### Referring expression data
__________________________________________________
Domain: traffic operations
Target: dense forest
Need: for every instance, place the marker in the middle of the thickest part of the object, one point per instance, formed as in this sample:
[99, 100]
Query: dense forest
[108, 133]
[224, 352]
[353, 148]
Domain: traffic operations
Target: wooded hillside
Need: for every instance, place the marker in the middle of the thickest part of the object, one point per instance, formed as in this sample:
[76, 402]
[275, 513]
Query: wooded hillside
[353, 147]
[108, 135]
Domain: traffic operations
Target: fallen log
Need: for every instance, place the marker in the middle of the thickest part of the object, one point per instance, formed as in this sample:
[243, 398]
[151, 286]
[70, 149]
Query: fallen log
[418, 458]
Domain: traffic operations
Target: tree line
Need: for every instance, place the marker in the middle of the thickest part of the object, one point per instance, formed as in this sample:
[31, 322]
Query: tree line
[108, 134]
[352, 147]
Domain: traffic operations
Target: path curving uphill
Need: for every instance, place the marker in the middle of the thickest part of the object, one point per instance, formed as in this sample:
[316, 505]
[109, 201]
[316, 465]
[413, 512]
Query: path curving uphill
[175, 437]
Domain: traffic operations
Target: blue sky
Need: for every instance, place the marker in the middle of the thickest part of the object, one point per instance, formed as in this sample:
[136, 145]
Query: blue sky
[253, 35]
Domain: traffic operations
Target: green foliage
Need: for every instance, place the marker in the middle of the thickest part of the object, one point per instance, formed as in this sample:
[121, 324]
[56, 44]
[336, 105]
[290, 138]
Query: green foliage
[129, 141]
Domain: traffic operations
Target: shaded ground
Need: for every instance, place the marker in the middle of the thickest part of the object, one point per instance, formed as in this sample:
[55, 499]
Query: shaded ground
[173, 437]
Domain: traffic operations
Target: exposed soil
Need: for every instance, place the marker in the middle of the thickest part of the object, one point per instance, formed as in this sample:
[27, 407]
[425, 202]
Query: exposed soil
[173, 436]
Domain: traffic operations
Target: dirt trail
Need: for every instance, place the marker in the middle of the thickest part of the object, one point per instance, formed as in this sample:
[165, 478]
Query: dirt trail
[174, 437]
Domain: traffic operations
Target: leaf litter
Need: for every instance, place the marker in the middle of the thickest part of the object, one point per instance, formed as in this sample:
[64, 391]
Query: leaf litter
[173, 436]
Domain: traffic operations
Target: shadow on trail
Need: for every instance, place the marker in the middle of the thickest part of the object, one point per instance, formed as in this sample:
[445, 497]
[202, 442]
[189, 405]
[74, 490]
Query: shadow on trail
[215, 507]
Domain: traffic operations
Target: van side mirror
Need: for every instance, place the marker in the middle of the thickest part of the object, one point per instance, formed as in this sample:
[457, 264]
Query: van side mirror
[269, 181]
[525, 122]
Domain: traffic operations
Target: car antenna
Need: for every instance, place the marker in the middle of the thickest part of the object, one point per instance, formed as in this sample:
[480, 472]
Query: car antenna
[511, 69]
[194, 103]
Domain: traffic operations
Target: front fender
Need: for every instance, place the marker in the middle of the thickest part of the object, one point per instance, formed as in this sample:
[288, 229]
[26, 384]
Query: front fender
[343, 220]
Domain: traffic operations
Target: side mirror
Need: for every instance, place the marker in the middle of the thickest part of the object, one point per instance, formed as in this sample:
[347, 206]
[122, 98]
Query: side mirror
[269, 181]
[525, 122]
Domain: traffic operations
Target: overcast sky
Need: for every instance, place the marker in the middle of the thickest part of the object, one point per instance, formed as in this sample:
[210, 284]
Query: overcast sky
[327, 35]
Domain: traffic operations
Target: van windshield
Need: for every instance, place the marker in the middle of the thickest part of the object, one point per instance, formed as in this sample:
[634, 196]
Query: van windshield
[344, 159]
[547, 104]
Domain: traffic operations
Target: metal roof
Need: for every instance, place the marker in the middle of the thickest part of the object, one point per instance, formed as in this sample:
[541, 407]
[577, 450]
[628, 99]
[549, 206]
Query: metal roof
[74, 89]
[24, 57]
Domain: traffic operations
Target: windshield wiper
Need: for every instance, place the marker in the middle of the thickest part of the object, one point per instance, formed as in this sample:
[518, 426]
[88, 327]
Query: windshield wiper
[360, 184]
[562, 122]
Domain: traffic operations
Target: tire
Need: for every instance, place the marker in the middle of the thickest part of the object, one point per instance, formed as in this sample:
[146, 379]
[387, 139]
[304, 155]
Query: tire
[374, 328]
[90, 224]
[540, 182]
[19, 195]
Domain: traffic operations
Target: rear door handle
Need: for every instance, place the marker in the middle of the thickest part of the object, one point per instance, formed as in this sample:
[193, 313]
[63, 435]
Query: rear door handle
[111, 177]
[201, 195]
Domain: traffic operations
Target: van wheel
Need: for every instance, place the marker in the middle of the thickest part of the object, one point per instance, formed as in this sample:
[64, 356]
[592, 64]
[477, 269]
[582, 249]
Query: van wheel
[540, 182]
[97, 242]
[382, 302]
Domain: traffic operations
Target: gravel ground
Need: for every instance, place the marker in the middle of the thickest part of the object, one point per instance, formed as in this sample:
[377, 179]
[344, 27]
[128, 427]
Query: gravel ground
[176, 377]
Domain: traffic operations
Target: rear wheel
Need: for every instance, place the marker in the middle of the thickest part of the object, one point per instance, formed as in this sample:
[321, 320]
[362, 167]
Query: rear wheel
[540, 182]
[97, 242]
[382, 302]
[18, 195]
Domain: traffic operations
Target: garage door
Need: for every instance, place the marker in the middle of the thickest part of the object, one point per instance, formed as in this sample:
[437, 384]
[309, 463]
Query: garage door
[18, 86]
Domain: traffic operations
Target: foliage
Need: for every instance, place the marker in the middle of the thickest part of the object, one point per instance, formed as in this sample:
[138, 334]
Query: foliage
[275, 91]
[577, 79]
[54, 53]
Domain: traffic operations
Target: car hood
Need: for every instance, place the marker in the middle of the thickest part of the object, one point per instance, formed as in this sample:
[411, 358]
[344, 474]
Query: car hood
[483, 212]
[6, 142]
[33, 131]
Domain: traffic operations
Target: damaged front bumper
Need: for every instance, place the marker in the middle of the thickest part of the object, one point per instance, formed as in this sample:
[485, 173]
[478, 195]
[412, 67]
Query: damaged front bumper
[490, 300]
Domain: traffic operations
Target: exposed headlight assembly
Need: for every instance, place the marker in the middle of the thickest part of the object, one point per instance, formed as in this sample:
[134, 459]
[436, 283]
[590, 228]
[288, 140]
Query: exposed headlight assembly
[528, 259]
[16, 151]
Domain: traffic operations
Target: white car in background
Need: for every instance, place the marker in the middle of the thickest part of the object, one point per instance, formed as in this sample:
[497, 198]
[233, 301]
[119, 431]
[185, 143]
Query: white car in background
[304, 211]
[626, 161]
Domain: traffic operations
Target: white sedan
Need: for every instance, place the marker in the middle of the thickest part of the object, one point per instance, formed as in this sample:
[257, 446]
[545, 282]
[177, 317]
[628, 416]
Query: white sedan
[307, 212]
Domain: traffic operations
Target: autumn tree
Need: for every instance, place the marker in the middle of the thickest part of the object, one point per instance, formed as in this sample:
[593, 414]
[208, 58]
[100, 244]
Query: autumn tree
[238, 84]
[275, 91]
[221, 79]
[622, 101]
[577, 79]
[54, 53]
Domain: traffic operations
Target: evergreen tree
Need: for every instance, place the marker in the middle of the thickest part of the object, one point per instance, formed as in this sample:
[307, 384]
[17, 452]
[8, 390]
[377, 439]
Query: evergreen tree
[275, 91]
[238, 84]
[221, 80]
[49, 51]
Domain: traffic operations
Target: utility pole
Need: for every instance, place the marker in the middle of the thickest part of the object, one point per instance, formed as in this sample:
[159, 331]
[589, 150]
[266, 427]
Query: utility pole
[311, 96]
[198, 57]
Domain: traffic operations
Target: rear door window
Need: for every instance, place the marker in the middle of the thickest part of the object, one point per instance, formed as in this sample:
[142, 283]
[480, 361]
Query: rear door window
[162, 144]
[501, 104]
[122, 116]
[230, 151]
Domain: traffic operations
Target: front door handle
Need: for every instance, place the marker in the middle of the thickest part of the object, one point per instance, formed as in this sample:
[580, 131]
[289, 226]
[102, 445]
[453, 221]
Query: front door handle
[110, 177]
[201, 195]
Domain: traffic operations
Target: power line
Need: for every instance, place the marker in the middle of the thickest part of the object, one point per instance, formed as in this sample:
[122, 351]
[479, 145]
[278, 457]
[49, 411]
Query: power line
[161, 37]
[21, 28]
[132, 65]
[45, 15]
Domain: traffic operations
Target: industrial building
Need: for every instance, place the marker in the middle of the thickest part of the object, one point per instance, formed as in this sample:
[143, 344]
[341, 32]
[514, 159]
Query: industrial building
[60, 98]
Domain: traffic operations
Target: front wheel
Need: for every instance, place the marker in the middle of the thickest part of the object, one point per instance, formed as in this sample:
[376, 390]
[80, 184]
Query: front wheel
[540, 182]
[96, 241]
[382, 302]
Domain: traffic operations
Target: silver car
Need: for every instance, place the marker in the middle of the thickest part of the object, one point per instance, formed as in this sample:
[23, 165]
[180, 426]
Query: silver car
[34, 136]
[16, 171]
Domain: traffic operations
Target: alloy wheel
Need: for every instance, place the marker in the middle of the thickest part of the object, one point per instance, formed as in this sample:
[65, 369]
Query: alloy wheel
__________________________________________________
### Exercise goal
Repeat exactly the lines above, starting with the first line of the records and finishing with the line holding "Target: shaded ground". Add no other line.

### Response to the task
Domain: traffic operations
Target: dense forest
Need: for every instance, place the marker in the middle of the thickest part of the object, one point per instance, formed as in this sample:
[99, 100]
Query: dense forest
[108, 133]
[224, 352]
[353, 148]
Domain: traffic operations
Target: wooded hillside
Need: for every instance, place the marker in the middle of the thickest part of the object, one point per instance, formed as in this sample:
[76, 402]
[275, 513]
Query: wooded hillside
[353, 147]
[108, 135]
Domain: traffic operations
Target: fallen log
Need: for every instance, place the marker in the middle of the thickest part of the object, one point per instance, formed as in this sample:
[243, 398]
[151, 286]
[70, 149]
Query: fallen log
[418, 458]
Domain: traffic operations
Target: tree line
Need: for every instance, place the marker in the middle of the thickest part of the object, one point per instance, formed as in this sample:
[31, 322]
Query: tree line
[108, 134]
[352, 147]
Domain: traffic operations
Target: path curving uphill
Need: for every instance, place the marker in the middle of the thickest part of the object, one point per instance, formed as in this sample:
[316, 505]
[109, 201]
[316, 465]
[413, 512]
Query: path curving uphill
[175, 437]
Domain: traffic operations
Target: blue sky
Need: for every instance, place the marker in the middle of the thickest part of the object, one point per instance, formed as in this sample:
[136, 145]
Query: blue sky
[253, 35]
Domain: traffic operations
Target: green foliage
Need: for every instance, place the marker in the middle of the thickest part of the object, one point per instance, formed as in this sample:
[121, 324]
[56, 44]
[336, 105]
[290, 138]
Query: green foliage
[129, 141]
Domain: traffic operations
Target: shaded ground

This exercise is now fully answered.